(Recorded data)
········

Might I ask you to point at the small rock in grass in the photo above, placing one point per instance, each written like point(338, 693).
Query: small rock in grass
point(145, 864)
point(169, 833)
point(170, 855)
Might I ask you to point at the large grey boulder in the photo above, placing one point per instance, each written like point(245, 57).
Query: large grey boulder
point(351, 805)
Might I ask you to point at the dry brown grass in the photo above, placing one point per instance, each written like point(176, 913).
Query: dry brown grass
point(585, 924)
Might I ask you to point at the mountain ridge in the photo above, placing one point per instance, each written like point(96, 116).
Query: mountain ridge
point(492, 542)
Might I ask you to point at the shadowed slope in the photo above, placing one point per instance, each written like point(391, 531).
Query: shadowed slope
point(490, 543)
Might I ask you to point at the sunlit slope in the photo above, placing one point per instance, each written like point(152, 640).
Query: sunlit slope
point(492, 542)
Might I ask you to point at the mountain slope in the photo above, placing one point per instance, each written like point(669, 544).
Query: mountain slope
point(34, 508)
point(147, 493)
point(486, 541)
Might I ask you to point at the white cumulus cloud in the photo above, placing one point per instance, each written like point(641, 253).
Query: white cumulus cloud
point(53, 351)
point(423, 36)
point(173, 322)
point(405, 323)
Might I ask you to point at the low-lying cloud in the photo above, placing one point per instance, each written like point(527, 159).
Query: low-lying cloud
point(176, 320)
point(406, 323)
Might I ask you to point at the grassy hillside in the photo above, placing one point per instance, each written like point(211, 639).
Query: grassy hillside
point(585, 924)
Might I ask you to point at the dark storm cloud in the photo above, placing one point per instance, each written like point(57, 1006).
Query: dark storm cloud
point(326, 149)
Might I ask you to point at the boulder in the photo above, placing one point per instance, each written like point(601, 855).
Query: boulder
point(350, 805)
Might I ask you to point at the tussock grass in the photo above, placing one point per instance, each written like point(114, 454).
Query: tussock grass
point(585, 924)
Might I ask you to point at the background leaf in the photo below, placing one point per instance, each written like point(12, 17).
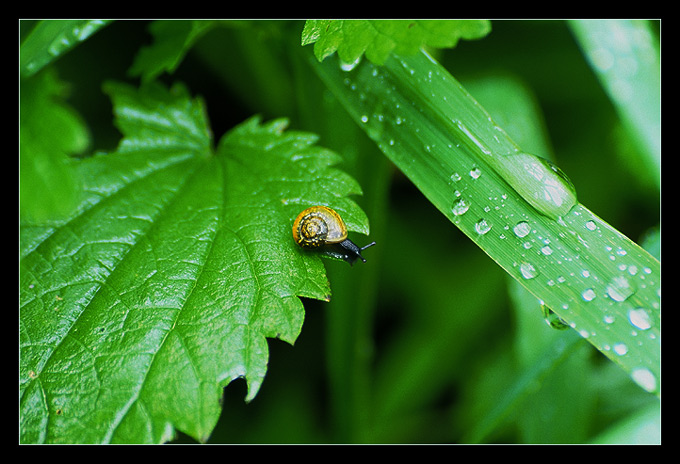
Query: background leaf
point(378, 38)
point(50, 132)
point(51, 39)
point(138, 309)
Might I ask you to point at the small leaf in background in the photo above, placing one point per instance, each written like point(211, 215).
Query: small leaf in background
point(49, 133)
point(51, 39)
point(172, 40)
point(353, 38)
point(176, 266)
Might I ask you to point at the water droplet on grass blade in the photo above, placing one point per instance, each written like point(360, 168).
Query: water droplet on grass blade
point(482, 227)
point(542, 184)
point(460, 206)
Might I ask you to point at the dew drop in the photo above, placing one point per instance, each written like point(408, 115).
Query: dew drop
point(588, 294)
point(522, 229)
point(644, 378)
point(619, 289)
point(542, 184)
point(639, 318)
point(620, 349)
point(482, 227)
point(528, 270)
point(460, 206)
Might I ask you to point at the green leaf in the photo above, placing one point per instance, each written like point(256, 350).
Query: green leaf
point(605, 286)
point(172, 40)
point(176, 266)
point(379, 38)
point(49, 133)
point(618, 52)
point(52, 38)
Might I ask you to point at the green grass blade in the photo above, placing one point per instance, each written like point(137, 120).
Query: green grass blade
point(604, 285)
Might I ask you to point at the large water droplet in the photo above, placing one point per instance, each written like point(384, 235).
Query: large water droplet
point(542, 184)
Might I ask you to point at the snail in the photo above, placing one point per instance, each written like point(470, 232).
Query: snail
point(322, 227)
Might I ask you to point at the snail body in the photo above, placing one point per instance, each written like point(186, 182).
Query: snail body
point(322, 227)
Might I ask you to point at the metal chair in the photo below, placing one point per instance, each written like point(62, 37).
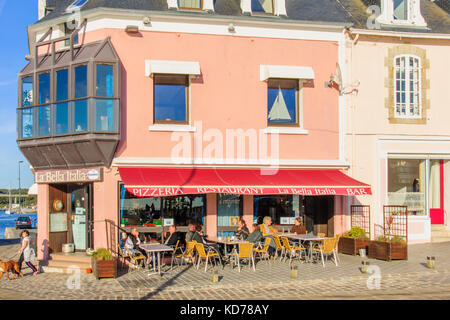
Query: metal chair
point(279, 246)
point(264, 252)
point(203, 254)
point(245, 252)
point(327, 248)
point(292, 249)
point(135, 259)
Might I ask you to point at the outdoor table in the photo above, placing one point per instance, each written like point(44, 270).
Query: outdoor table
point(155, 248)
point(226, 242)
point(304, 237)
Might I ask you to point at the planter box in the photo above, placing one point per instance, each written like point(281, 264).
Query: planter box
point(388, 251)
point(104, 268)
point(352, 246)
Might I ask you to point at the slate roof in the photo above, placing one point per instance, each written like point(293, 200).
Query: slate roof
point(337, 12)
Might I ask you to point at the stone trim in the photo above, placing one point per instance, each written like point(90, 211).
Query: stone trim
point(390, 85)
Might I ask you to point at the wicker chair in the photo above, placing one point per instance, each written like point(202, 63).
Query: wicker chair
point(245, 252)
point(135, 259)
point(264, 252)
point(206, 255)
point(327, 248)
point(292, 249)
point(279, 246)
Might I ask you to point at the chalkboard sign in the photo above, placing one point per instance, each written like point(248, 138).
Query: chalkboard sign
point(58, 222)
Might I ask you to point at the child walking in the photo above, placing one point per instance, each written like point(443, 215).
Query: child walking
point(26, 252)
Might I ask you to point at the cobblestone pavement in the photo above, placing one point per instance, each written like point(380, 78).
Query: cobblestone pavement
point(398, 280)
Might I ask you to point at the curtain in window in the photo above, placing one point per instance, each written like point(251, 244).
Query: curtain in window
point(435, 184)
point(194, 4)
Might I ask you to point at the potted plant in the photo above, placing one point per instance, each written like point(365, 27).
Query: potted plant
point(104, 264)
point(388, 248)
point(352, 241)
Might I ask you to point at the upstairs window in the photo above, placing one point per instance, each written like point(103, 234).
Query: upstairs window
point(44, 88)
point(400, 9)
point(76, 4)
point(170, 98)
point(263, 6)
point(27, 91)
point(283, 102)
point(407, 86)
point(190, 4)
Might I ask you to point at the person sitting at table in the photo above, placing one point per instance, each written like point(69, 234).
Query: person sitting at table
point(255, 236)
point(242, 232)
point(172, 237)
point(191, 232)
point(266, 229)
point(298, 228)
point(132, 244)
point(200, 238)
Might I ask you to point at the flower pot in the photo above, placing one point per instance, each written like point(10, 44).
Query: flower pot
point(388, 251)
point(351, 245)
point(105, 268)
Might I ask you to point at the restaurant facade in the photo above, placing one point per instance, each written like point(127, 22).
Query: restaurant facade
point(176, 112)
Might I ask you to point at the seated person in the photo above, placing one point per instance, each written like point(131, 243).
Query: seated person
point(190, 234)
point(266, 229)
point(298, 228)
point(200, 238)
point(242, 232)
point(172, 237)
point(255, 236)
point(132, 244)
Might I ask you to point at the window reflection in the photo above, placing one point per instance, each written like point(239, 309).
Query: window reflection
point(81, 81)
point(27, 91)
point(44, 121)
point(62, 92)
point(62, 118)
point(104, 117)
point(170, 98)
point(150, 212)
point(44, 88)
point(80, 123)
point(104, 80)
point(27, 122)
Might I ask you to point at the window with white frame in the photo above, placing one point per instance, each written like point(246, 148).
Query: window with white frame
point(407, 87)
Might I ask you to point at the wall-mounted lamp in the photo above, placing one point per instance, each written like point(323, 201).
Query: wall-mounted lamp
point(132, 29)
point(146, 20)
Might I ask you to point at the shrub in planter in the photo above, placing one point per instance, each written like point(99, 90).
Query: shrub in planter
point(352, 241)
point(104, 264)
point(388, 248)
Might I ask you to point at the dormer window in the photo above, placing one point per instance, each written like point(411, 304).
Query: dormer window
point(190, 4)
point(77, 4)
point(401, 9)
point(401, 12)
point(263, 6)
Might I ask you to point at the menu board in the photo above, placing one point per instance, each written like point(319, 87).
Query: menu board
point(58, 222)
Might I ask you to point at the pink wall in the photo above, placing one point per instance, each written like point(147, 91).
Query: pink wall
point(229, 93)
point(42, 221)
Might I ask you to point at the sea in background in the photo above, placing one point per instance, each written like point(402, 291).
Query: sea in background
point(9, 220)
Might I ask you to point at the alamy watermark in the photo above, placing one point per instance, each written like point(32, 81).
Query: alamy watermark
point(227, 147)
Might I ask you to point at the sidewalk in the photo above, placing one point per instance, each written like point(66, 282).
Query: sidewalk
point(399, 280)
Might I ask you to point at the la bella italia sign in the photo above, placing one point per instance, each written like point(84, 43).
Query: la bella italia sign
point(72, 175)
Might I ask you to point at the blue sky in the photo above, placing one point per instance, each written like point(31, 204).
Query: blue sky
point(15, 16)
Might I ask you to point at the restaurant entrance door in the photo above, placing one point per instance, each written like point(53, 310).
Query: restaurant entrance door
point(319, 212)
point(81, 215)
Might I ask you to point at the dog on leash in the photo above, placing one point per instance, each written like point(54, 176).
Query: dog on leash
point(6, 267)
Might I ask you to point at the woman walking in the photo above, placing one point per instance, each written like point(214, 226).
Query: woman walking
point(26, 252)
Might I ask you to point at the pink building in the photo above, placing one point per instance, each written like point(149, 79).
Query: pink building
point(178, 112)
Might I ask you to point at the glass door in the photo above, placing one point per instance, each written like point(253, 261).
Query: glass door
point(79, 217)
point(436, 189)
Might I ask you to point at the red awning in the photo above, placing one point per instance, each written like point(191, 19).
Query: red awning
point(157, 182)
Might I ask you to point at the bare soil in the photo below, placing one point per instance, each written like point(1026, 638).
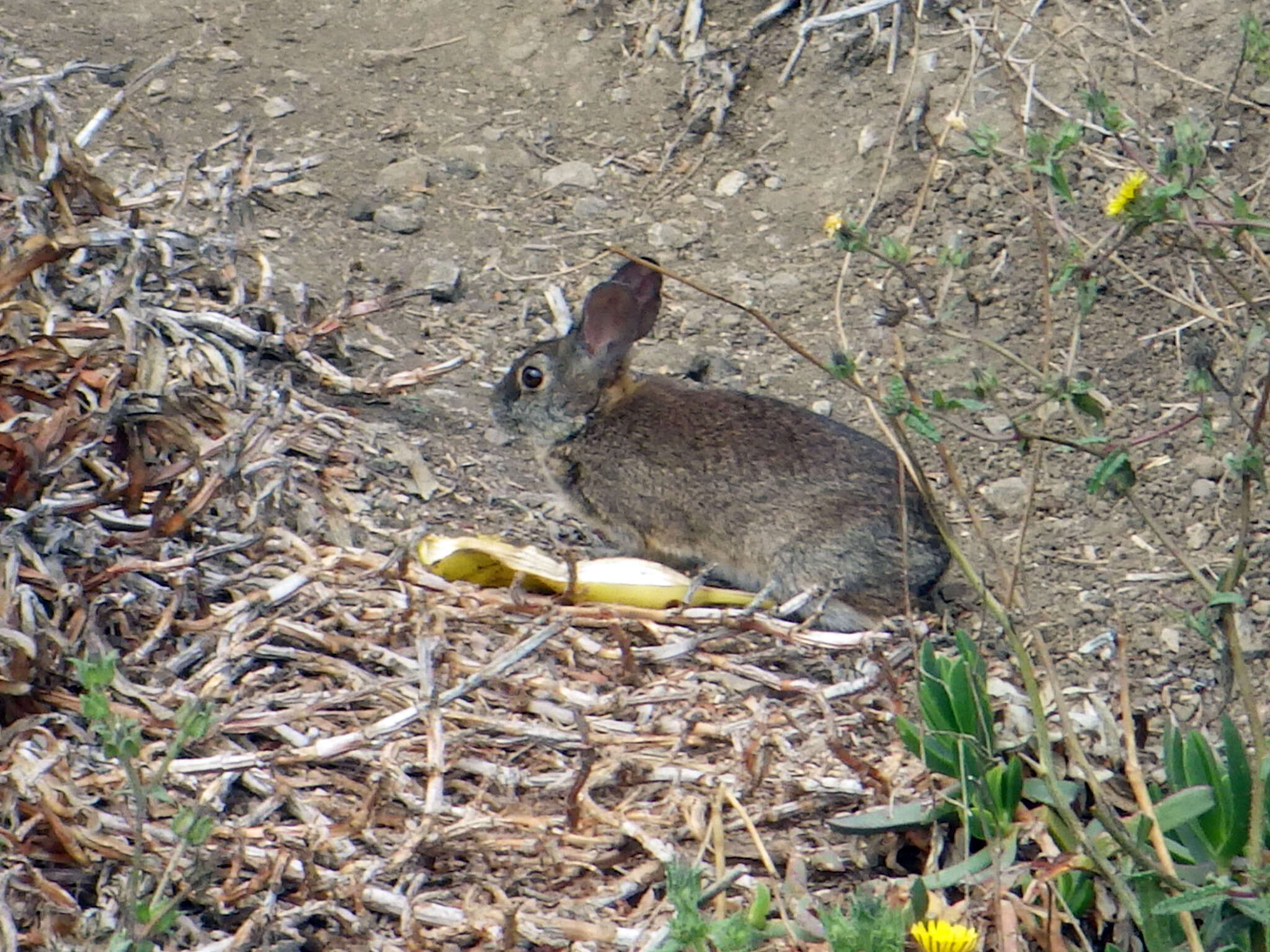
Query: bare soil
point(483, 99)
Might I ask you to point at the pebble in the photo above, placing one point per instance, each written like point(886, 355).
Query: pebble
point(461, 168)
point(996, 425)
point(406, 175)
point(1198, 535)
point(1207, 467)
point(441, 280)
point(666, 235)
point(977, 198)
point(362, 207)
point(398, 218)
point(784, 282)
point(1008, 496)
point(1203, 489)
point(590, 206)
point(575, 173)
point(277, 107)
point(730, 184)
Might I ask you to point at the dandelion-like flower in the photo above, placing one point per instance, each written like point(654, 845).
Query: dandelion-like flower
point(1127, 192)
point(939, 936)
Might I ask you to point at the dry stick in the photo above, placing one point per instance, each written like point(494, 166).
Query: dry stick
point(768, 863)
point(86, 135)
point(948, 130)
point(1233, 646)
point(877, 193)
point(1133, 774)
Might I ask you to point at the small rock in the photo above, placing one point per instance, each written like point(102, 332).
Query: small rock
point(1207, 467)
point(1198, 535)
point(977, 198)
point(866, 140)
point(277, 107)
point(1183, 711)
point(441, 280)
point(1008, 496)
point(590, 206)
point(398, 218)
point(996, 425)
point(362, 208)
point(730, 184)
point(784, 282)
point(666, 235)
point(577, 173)
point(1203, 489)
point(406, 175)
point(461, 168)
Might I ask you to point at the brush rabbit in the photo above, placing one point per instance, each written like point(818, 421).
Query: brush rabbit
point(766, 494)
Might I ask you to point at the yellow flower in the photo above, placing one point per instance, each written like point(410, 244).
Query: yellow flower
point(1127, 192)
point(939, 936)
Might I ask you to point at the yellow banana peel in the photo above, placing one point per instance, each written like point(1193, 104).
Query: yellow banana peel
point(492, 563)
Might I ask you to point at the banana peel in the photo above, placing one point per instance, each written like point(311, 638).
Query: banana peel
point(492, 563)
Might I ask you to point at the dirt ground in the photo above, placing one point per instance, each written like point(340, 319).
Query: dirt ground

········

● WHAT IS ASKED: Would you write out the stretch of the records above from their start through the line containing "point(486, 541)", with both ends included?

● SOLUTION:
Might I ask you to point at the small rock in grass in the photo above, placing one point per instance, each written like point(338, 693).
Query: small rock in grass
point(145, 864)
point(169, 833)
point(170, 855)
Might I ask you to point at the large grey boulder in the photo above, placing one point per instance, each written like point(245, 57).
Query: large grey boulder
point(351, 805)
Might I ask you to point at the dry brown grass in the photo above, placing one point per instance, each written like point(176, 913).
Query: dry brown grass
point(585, 924)
Might I ask you to point at the mountain ridge in the photo above, placing one point per instance, each written like point(96, 116).
Query: mountain ridge
point(492, 542)
Might I ask you to point at the shadowed slope in the photo above, placing one point per instance, each written like point(391, 531).
Query: shadowed slope
point(490, 543)
Might I ask you to point at the sunlit slope in the photo above, placing one point per instance, each written like point(152, 640).
Query: sunlit slope
point(492, 542)
Might I ask you to point at the mountain slope in the photo above, placing one point per instance, each written like point(669, 544).
Query: mountain slope
point(34, 508)
point(147, 493)
point(486, 541)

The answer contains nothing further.